- _Saved data entries_

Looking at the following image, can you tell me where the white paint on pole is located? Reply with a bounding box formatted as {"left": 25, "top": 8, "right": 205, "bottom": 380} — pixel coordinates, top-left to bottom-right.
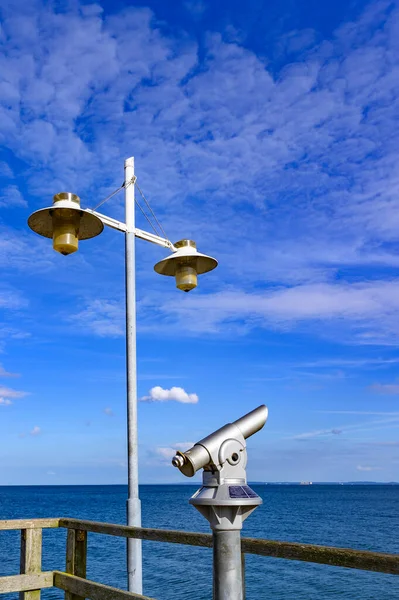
{"left": 124, "top": 157, "right": 143, "bottom": 594}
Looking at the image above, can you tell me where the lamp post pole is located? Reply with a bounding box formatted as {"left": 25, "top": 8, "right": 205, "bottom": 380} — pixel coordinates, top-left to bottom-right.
{"left": 27, "top": 156, "right": 218, "bottom": 598}
{"left": 124, "top": 157, "right": 142, "bottom": 594}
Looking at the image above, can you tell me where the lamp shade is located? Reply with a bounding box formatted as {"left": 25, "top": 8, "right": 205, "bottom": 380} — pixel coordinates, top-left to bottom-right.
{"left": 154, "top": 239, "right": 218, "bottom": 292}
{"left": 28, "top": 192, "right": 104, "bottom": 255}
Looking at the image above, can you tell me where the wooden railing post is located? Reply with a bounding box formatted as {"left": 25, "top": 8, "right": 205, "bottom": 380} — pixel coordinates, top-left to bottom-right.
{"left": 19, "top": 528, "right": 43, "bottom": 600}
{"left": 65, "top": 529, "right": 87, "bottom": 600}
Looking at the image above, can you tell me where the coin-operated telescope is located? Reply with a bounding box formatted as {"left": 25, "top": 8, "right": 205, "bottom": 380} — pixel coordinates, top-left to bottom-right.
{"left": 172, "top": 405, "right": 268, "bottom": 600}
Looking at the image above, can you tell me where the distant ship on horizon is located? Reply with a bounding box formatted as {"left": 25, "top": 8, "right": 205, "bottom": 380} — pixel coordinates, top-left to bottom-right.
{"left": 300, "top": 481, "right": 313, "bottom": 485}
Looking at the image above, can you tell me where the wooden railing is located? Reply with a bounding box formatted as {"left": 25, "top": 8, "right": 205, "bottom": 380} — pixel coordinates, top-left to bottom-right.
{"left": 0, "top": 518, "right": 398, "bottom": 600}
{"left": 0, "top": 519, "right": 152, "bottom": 600}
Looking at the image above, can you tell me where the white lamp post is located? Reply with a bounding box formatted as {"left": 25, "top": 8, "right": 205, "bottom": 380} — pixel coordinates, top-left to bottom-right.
{"left": 27, "top": 157, "right": 218, "bottom": 594}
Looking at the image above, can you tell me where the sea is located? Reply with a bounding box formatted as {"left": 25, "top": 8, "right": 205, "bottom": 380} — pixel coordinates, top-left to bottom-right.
{"left": 0, "top": 484, "right": 398, "bottom": 600}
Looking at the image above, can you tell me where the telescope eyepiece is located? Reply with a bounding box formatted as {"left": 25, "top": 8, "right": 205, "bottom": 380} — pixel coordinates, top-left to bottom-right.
{"left": 172, "top": 454, "right": 185, "bottom": 469}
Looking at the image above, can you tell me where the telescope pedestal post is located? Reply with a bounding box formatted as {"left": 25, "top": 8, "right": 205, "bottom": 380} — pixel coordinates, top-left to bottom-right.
{"left": 172, "top": 406, "right": 269, "bottom": 600}
{"left": 213, "top": 527, "right": 243, "bottom": 600}
{"left": 190, "top": 469, "right": 261, "bottom": 600}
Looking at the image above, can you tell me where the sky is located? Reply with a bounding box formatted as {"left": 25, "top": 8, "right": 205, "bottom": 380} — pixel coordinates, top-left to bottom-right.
{"left": 0, "top": 0, "right": 399, "bottom": 485}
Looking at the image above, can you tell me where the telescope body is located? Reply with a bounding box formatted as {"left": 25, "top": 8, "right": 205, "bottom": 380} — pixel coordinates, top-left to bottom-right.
{"left": 172, "top": 405, "right": 268, "bottom": 478}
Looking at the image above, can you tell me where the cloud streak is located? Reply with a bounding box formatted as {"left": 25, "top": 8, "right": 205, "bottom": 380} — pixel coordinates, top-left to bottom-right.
{"left": 0, "top": 364, "right": 19, "bottom": 377}
{"left": 155, "top": 441, "right": 194, "bottom": 462}
{"left": 356, "top": 465, "right": 382, "bottom": 472}
{"left": 152, "top": 279, "right": 399, "bottom": 343}
{"left": 0, "top": 385, "right": 28, "bottom": 406}
{"left": 70, "top": 300, "right": 124, "bottom": 337}
{"left": 369, "top": 382, "right": 399, "bottom": 395}
{"left": 293, "top": 414, "right": 399, "bottom": 441}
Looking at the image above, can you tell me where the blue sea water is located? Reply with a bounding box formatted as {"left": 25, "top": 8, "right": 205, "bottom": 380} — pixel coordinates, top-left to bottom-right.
{"left": 0, "top": 484, "right": 398, "bottom": 599}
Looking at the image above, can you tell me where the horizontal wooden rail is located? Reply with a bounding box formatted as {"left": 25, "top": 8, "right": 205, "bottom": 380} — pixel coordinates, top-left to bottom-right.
{"left": 0, "top": 518, "right": 397, "bottom": 583}
{"left": 240, "top": 538, "right": 399, "bottom": 575}
{"left": 0, "top": 572, "right": 53, "bottom": 594}
{"left": 54, "top": 572, "right": 155, "bottom": 600}
{"left": 59, "top": 518, "right": 399, "bottom": 576}
{"left": 60, "top": 518, "right": 213, "bottom": 547}
{"left": 0, "top": 519, "right": 59, "bottom": 531}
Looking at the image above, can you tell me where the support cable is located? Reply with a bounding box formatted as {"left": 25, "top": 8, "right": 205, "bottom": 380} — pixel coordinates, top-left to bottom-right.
{"left": 91, "top": 183, "right": 125, "bottom": 211}
{"left": 89, "top": 177, "right": 170, "bottom": 243}
{"left": 135, "top": 181, "right": 169, "bottom": 241}
{"left": 134, "top": 198, "right": 162, "bottom": 237}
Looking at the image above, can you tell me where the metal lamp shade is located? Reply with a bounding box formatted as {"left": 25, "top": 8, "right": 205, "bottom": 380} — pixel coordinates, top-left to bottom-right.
{"left": 154, "top": 240, "right": 218, "bottom": 291}
{"left": 28, "top": 193, "right": 104, "bottom": 255}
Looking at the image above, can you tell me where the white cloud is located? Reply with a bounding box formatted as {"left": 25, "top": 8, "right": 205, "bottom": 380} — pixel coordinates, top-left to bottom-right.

- _INSTRUCTIONS FOR THE TASK_
Please print the data above once more, exactly as it appears, with no pictures.

- _EXERCISE RESPONSE_
Looking at the following image, can you tell me where the white paint on pole is located? Reply with a bounding box formatted as {"left": 25, "top": 8, "right": 205, "bottom": 380} — pixel coordinates, top-left to bottom-right.
{"left": 124, "top": 157, "right": 143, "bottom": 594}
Looking at the image above, can you tell me where the lamp post pole is located? Reply with a bounding box formatted as {"left": 25, "top": 8, "right": 205, "bottom": 380} — pixel coordinates, top-left to bottom-right.
{"left": 27, "top": 156, "right": 218, "bottom": 598}
{"left": 124, "top": 157, "right": 142, "bottom": 594}
Looking at the image above, can you tell me where the lamp shade is located? Reply with a bounding box formatted as {"left": 25, "top": 8, "right": 205, "bottom": 380} — pixel coordinates, top-left to bottom-right.
{"left": 154, "top": 239, "right": 218, "bottom": 292}
{"left": 28, "top": 192, "right": 104, "bottom": 255}
Looking at the image above, can you tell me where the wooden railing post is located? Reply with a bounding box formatted as {"left": 25, "top": 8, "right": 205, "bottom": 380} — pixel coordinates, top-left to bottom-right.
{"left": 19, "top": 528, "right": 43, "bottom": 600}
{"left": 65, "top": 529, "right": 87, "bottom": 600}
Looking at the image above, can you tell me where the coin-operated telescope is located? Reply with a bounding box formatted as {"left": 25, "top": 8, "right": 205, "bottom": 380} — pixel coordinates, top-left to bottom-right.
{"left": 172, "top": 405, "right": 268, "bottom": 600}
Looking at the image above, can you tell me where the distant ship on horizon is located? Reply with a bounding box formatted as {"left": 25, "top": 8, "right": 205, "bottom": 380} — pixel coordinates, top-left to bottom-right.
{"left": 300, "top": 481, "right": 313, "bottom": 485}
Looking at the image above, can you tell me where the wooden railing is located? Reply with a bounding box formatted as {"left": 25, "top": 8, "right": 205, "bottom": 380} — pixel coordinates, top-left to bottom-right.
{"left": 0, "top": 518, "right": 398, "bottom": 600}
{"left": 0, "top": 519, "right": 152, "bottom": 600}
Looking at the image above, can you tell me where the white lamp post is located? Reply with a bounding box formatted as {"left": 25, "top": 8, "right": 205, "bottom": 380} — pixel coordinates, top-left to bottom-right.
{"left": 27, "top": 157, "right": 218, "bottom": 594}
Looking at the image above, can you tell me where the sea is located? Reply with a bounding box formatted as {"left": 25, "top": 8, "right": 205, "bottom": 380} — pixel coordinates, top-left to bottom-right.
{"left": 0, "top": 484, "right": 398, "bottom": 600}
Looking at the image above, can you tell me where the telescope eyepiece is located? Reply with a bounding box formatted as {"left": 25, "top": 8, "right": 205, "bottom": 380} — pixel coordinates, top-left to bottom-right.
{"left": 172, "top": 454, "right": 185, "bottom": 469}
Looking at the image above, can you tell me where the telescope pedestal post is located? Reply with a bounding box formatted as {"left": 25, "top": 8, "right": 205, "bottom": 380} — pixel coordinates, top-left to bottom-right.
{"left": 172, "top": 406, "right": 269, "bottom": 600}
{"left": 213, "top": 527, "right": 243, "bottom": 600}
{"left": 190, "top": 469, "right": 261, "bottom": 600}
Looking at the image above, can you tell me where the sky is located? Reply with a bounding box formatted as {"left": 25, "top": 8, "right": 205, "bottom": 380} — pixel coordinates, top-left to bottom-right.
{"left": 0, "top": 0, "right": 399, "bottom": 485}
Looking at the image above, can you tell me where the telescope body is located? Reply with a bounding box formatted as {"left": 25, "top": 8, "right": 205, "bottom": 380} — pixel coordinates, top-left to bottom-right.
{"left": 172, "top": 405, "right": 268, "bottom": 478}
Looking at the image above, can you tell me where the cloud streak is located? Reply with a bounding box formatted as {"left": 25, "top": 8, "right": 205, "bottom": 380} — pixel coordinates, top-left to bottom-right.
{"left": 0, "top": 364, "right": 19, "bottom": 377}
{"left": 155, "top": 441, "right": 194, "bottom": 462}
{"left": 356, "top": 465, "right": 382, "bottom": 472}
{"left": 152, "top": 279, "right": 399, "bottom": 343}
{"left": 0, "top": 385, "right": 28, "bottom": 406}
{"left": 70, "top": 300, "right": 124, "bottom": 337}
{"left": 369, "top": 382, "right": 399, "bottom": 395}
{"left": 293, "top": 414, "right": 399, "bottom": 441}
Looking at the image above, can you tell me where the blue sea water is located? Reply with a bounding box formatted as {"left": 25, "top": 8, "right": 205, "bottom": 380} — pixel coordinates, top-left to bottom-right.
{"left": 0, "top": 484, "right": 398, "bottom": 599}
Looking at the image above, can you tell me where the horizontal wooden rail is located? Reply with a bounding box formatted as {"left": 25, "top": 8, "right": 205, "bottom": 380} — pixel coordinates, top-left to bottom-right.
{"left": 0, "top": 518, "right": 397, "bottom": 583}
{"left": 240, "top": 538, "right": 399, "bottom": 575}
{"left": 0, "top": 572, "right": 53, "bottom": 594}
{"left": 54, "top": 572, "right": 155, "bottom": 600}
{"left": 59, "top": 518, "right": 399, "bottom": 576}
{"left": 60, "top": 518, "right": 213, "bottom": 547}
{"left": 0, "top": 519, "right": 59, "bottom": 531}
Looking at the image above, can you tell me where the support cable is located? Reply with a bounding box formatted as {"left": 25, "top": 8, "right": 205, "bottom": 380} — pixel coordinates, top-left to bottom-right.
{"left": 91, "top": 183, "right": 125, "bottom": 211}
{"left": 89, "top": 177, "right": 170, "bottom": 243}
{"left": 135, "top": 181, "right": 169, "bottom": 241}
{"left": 134, "top": 198, "right": 162, "bottom": 237}
Looking at the image above, can you tell me where the metal lamp shade is located? Reply with a bounding box formatted as {"left": 25, "top": 8, "right": 205, "bottom": 380} — pixel coordinates, top-left to bottom-right.
{"left": 154, "top": 240, "right": 218, "bottom": 291}
{"left": 28, "top": 193, "right": 104, "bottom": 255}
Looking at the image above, can you tell me where the white cloud is located? Reply with a bounding box formatted as {"left": 25, "top": 8, "right": 205, "bottom": 380} — pixel coordinates, top-left to bottom-right.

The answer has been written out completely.